(Problems to solve):
1) According to the banana fact-check below, what hormone do all bananas need in order to ripen?
2) Drawing on the banana fact-check below, explain why a black stalk or stem does not show that a banana was naturally ripened.

(Source passage):
Can you actually spot whether bananas are ‘chemically ripened’?

Old false claims that it is easy for shoppers to spot whether bananas have been “chemically ripened” are resurfacing, even though it is impossible to assess with the naked eye how a banana matured.

Brown spots occur on bananas, regardless of the ripening method. Black stems may be a sign of fungus-caused rot on the fruit.

Examples of the post, featuring side by side photos of allegedly different bananas can be found here , here and here

The claim that “green stalk with brown spots means they were chemically ripened. Black stalk…Naturally ripened” goes back many years and has been labelled false by other fact-checking organizations here and here .

Most bananas are exported from countries such as Ecuador and the Philippines while they are still green and then ripened at their destinations.

To ripen, all bananas need the airborne hormone ethylene, which they produce on their own. Throughout their banana-eating history, people have found ways to induce ripening, such as trapping the ethylene gas by putting the fruit in a sealed bag. In the United States both conventionally and organically grown bananas are frequently placed in temperature-controlled “ripening rooms” that pump ethylene over the fruit, turning them soft, sweet and ready to eat. Th

is is what most people mean when they say “chemically ripened.” Other ripening agents such as acetylene (an ethylene analogue) or smoke from burning semi-dried leaves are available, but they are not nearly as popular and have more limited use ( here ). Or, bananas can be left to ripen on their own, “naturally.”

There is no way a consumer picking through bunches at the store could tell which ripening method had been used.

Bananas that have matured on their own resemble ones that have been pushed to ripen, with a 2019 article here in the International Journal of Food Science finding that “most studies suggest that there is no difference in biochemical composition and sensory quality in bananas treated with chemicals that induce ripening from naturally ripened bananas.”

Brown spots are simply an indicator of “advanced ripeness” and indicate a banana, however it matured, is “at the peak of its sweetness” . As the U.S. Department of Agriculture explains the spots can also appear if the bananas were in a high temperature and overheated. Bruised bananas may have spots, as well.

Meanwhile, black stalks and stems do not show a banana has been “naturally ripened.” Photos published by the Postharvest Center at the University of California at Davis, a leader in agricultural research, show that bananas with green stems are in the first four stages of ripeness. But bananas with black stems may be experiencing “crown rot,” a disease caused by one of four fungi. This is a disease that develops “as the fruit is being stored and ripened in the marketing chain”. The fungus can travel into the fruit but so far a direct link between crown rot and human pathogens “has not yet been established”.

VERDICT

False. Consumers cannot judge whether bananas were “chemically” or “naturally” ripened by looking at them.

(Supplied material):
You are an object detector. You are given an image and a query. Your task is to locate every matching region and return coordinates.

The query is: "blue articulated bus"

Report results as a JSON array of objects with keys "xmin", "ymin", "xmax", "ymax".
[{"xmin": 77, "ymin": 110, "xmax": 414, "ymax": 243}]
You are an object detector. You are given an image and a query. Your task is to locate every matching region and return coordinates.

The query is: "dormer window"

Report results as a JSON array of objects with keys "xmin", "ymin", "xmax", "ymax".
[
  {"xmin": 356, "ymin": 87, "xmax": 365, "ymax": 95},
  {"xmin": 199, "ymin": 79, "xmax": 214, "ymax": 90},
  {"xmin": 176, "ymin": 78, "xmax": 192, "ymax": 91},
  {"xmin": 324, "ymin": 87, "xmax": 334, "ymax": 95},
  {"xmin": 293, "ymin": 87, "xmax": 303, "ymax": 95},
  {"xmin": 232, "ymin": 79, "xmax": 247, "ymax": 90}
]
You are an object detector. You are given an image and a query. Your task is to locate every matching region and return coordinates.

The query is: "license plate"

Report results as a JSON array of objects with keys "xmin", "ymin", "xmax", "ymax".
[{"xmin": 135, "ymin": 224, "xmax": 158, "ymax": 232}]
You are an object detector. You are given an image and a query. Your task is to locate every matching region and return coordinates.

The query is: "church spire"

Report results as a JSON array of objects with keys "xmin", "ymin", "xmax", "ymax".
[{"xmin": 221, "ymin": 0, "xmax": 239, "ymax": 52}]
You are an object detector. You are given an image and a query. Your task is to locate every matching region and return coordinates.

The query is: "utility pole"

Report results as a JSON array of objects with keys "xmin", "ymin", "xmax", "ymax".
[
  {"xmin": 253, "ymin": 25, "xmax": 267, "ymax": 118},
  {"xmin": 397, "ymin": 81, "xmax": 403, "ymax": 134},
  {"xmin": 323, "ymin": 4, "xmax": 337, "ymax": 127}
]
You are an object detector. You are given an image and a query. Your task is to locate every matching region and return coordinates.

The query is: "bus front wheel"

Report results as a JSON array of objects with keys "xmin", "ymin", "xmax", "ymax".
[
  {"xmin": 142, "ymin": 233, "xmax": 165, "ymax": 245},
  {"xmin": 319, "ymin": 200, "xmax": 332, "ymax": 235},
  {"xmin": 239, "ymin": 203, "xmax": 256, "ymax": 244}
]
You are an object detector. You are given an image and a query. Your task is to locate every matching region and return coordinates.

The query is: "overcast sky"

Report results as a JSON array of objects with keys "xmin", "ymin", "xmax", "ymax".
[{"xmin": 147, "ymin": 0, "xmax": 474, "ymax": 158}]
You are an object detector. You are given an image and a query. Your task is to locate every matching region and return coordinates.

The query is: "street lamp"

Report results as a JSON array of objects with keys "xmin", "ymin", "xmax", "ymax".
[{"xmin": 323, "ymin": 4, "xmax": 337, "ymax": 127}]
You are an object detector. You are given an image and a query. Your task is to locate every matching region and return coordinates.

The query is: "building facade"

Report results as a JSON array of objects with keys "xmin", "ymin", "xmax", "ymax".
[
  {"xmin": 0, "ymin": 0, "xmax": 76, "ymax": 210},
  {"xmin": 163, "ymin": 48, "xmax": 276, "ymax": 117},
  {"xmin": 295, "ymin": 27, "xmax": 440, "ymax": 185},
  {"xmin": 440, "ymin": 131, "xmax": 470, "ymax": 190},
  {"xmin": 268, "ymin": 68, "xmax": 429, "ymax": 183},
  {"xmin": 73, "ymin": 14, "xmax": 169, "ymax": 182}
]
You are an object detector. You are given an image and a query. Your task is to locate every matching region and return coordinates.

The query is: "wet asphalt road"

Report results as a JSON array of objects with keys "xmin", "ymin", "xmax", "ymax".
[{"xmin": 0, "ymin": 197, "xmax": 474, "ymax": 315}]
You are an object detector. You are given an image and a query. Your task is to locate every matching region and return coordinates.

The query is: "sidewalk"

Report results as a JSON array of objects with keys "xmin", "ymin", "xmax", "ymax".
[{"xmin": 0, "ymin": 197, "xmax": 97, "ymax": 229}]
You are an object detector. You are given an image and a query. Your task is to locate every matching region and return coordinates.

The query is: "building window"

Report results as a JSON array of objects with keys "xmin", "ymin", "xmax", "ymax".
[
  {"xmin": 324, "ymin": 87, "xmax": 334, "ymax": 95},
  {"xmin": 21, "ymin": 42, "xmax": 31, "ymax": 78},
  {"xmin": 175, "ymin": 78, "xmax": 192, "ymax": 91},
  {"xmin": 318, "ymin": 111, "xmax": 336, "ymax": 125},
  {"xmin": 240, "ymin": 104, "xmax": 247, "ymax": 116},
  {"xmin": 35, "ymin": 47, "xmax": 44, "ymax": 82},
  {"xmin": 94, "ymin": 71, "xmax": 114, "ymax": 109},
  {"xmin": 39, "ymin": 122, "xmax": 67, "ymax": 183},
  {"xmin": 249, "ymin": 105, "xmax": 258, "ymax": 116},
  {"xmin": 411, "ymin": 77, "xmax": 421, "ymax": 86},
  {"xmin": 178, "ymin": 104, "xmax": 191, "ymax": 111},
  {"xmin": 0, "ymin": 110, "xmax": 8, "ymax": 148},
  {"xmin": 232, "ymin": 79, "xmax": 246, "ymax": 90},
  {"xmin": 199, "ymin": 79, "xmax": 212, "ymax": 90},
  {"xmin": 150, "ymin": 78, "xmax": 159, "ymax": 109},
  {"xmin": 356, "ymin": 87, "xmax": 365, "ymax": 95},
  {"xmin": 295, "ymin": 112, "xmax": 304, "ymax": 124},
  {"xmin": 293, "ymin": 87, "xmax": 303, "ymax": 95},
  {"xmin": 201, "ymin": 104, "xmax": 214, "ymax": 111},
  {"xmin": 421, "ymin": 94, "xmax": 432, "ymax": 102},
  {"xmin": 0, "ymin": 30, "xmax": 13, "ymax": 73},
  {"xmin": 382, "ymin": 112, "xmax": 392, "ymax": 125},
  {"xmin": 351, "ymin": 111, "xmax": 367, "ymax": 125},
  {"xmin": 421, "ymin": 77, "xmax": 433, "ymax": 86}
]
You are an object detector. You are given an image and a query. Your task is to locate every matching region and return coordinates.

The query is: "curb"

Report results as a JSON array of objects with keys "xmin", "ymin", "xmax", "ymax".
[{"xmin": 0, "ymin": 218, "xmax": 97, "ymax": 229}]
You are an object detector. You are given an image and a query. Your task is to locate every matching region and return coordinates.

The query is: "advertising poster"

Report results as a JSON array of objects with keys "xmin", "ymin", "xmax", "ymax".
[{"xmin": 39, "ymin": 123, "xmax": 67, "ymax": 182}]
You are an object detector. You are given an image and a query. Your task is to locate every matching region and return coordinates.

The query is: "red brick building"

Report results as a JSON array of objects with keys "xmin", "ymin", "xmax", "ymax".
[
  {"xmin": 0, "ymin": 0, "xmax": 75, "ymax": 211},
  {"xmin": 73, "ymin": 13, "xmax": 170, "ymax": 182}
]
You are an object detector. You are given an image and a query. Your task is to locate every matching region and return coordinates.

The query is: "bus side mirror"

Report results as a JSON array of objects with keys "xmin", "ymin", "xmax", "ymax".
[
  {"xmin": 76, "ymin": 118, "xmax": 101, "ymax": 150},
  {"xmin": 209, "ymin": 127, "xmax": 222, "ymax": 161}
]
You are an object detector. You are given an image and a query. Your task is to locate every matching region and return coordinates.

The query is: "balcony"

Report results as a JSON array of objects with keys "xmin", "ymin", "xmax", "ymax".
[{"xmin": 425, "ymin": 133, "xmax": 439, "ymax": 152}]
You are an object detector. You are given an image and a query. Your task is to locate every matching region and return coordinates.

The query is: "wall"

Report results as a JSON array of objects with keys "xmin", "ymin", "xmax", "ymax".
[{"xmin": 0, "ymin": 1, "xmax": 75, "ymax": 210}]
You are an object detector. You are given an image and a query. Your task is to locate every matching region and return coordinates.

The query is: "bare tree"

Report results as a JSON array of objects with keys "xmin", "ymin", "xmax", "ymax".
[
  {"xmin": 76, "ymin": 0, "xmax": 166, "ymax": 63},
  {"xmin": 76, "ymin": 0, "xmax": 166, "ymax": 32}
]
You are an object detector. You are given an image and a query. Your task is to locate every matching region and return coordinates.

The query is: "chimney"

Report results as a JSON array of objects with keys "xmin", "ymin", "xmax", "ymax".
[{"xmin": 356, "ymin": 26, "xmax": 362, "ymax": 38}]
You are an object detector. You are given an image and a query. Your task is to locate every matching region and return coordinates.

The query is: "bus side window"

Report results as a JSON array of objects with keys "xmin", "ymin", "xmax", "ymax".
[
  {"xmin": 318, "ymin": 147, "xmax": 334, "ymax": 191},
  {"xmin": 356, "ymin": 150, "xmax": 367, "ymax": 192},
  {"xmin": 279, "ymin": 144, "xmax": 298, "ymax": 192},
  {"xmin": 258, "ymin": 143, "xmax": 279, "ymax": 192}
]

...

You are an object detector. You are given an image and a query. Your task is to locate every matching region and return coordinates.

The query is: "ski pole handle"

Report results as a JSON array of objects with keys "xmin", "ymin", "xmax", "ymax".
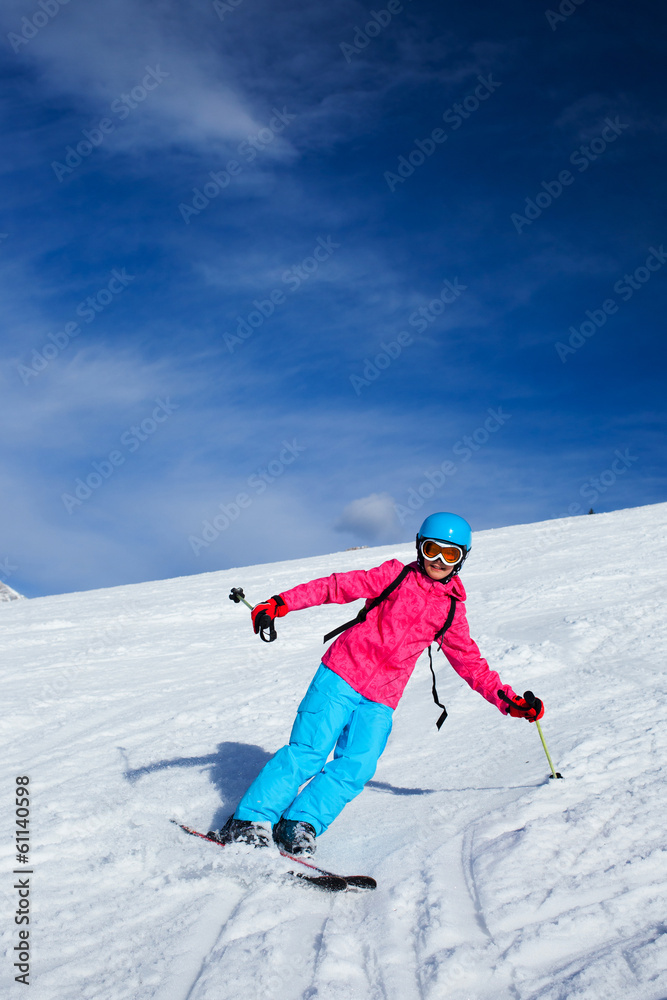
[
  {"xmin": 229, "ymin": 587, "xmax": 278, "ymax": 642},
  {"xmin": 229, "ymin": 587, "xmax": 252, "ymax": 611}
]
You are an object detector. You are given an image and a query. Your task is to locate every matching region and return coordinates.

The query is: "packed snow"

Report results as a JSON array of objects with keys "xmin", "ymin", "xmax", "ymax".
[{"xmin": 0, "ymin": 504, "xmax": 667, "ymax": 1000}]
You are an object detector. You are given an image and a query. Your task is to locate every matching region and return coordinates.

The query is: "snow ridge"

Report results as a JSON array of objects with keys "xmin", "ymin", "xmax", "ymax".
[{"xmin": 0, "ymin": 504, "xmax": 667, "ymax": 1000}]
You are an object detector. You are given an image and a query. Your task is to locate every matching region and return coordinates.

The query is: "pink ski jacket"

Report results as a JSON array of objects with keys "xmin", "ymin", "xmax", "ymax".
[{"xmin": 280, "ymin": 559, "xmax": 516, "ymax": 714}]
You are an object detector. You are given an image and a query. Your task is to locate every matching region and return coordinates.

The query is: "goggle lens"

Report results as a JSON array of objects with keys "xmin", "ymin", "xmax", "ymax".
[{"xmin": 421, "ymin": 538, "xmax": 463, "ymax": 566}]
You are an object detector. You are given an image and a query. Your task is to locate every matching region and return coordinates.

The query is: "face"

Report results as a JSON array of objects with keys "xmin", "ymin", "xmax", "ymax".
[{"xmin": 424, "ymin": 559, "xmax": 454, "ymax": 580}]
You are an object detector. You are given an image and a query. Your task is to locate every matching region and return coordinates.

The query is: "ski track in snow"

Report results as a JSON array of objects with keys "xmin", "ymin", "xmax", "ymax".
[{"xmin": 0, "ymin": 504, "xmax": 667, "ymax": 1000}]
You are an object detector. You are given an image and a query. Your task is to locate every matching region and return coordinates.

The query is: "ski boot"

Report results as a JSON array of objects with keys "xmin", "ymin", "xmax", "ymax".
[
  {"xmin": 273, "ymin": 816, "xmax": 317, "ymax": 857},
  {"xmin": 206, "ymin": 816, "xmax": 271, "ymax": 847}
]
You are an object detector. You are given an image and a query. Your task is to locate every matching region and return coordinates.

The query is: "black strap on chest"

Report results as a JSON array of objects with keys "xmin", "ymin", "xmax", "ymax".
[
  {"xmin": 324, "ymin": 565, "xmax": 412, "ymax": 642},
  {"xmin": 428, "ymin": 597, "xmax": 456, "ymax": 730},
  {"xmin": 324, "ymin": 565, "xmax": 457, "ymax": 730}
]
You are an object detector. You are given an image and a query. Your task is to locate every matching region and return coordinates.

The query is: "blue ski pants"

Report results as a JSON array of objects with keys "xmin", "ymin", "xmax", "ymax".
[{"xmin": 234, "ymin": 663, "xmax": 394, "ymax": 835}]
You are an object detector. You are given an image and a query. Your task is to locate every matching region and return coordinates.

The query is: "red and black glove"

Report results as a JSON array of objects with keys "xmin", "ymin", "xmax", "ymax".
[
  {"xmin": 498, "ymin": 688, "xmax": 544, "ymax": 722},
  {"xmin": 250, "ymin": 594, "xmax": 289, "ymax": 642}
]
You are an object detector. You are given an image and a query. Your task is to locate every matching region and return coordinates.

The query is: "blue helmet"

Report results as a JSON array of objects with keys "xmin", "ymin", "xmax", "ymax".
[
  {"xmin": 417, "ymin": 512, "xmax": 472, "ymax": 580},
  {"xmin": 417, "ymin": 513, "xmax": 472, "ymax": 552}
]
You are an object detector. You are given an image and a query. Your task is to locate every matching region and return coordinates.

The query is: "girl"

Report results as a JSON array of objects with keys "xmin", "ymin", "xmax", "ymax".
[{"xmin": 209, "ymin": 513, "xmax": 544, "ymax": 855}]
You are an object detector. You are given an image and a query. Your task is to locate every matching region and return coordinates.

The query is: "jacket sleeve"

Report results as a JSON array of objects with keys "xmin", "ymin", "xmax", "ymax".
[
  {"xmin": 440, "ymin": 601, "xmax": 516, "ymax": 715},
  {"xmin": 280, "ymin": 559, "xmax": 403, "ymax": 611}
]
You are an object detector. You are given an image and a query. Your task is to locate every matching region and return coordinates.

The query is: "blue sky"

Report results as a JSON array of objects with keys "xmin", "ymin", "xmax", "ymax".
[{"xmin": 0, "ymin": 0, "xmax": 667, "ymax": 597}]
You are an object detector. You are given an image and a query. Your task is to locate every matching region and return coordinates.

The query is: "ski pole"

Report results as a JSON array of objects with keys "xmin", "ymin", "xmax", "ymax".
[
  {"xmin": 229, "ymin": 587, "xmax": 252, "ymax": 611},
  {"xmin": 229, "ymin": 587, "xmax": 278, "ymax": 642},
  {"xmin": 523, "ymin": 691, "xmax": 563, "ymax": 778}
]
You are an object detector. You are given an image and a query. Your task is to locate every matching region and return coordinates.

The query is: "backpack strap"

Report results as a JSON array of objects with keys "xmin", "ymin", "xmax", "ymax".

(Written answers):
1) Ethylene, an airborne hormone that bananas produce on their own.

2) A black stem may mean the banana has crown rot, a disease caused by one of four fungi. It develops while the fruit is stored and ripened in the marketing chain. It is therefore a sign of possible rot, not of the ripening method.